To be done
Select and copy every line of the items below that contains the word "shoulder". Case counts, so match it only with the same capitalization.

Exercise inputs

begin

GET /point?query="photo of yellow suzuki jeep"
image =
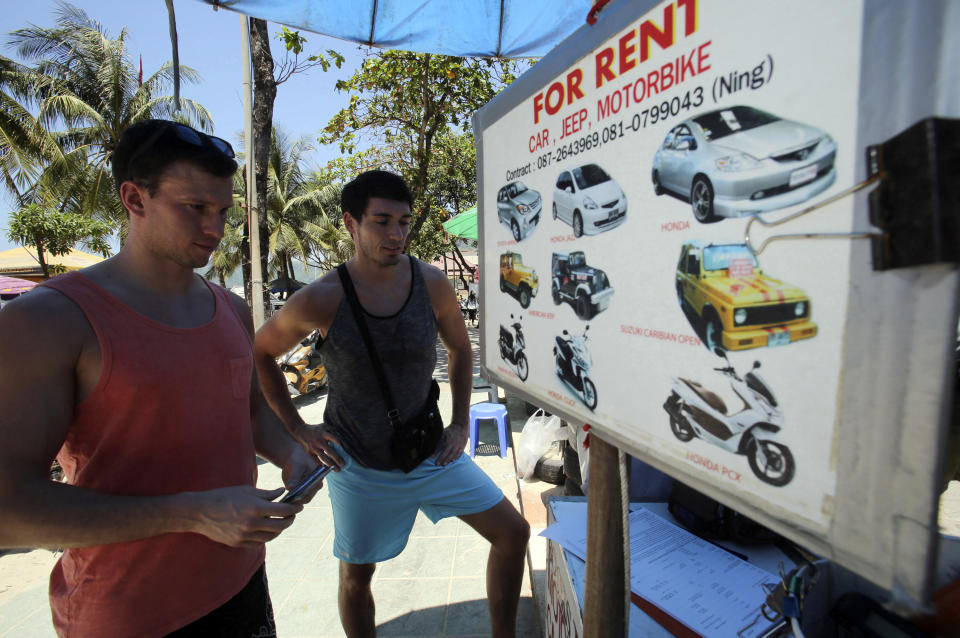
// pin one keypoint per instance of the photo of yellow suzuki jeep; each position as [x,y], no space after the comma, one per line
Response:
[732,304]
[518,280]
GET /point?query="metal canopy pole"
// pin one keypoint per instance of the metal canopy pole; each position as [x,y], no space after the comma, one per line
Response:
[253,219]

end
begin

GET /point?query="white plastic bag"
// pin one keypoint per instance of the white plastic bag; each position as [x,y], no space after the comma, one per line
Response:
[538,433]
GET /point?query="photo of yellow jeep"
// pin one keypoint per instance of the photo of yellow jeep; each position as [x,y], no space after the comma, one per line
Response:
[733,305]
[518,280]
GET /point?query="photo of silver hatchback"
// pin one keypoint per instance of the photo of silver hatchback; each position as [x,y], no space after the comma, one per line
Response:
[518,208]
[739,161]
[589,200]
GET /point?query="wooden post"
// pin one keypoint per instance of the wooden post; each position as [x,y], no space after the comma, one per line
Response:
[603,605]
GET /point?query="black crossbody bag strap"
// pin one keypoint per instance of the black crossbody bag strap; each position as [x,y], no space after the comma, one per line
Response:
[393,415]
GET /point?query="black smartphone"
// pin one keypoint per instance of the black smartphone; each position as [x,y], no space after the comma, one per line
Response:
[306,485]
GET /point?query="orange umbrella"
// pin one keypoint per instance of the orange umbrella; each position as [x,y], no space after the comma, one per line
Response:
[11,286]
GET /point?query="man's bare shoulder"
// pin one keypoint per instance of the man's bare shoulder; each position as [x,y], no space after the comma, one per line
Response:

end

Task solution
GET /point?query="man's bare shoulder"
// pin one keypoint per instance of the man's bare shoulder; each position as [x,y], no space after the comma, one per line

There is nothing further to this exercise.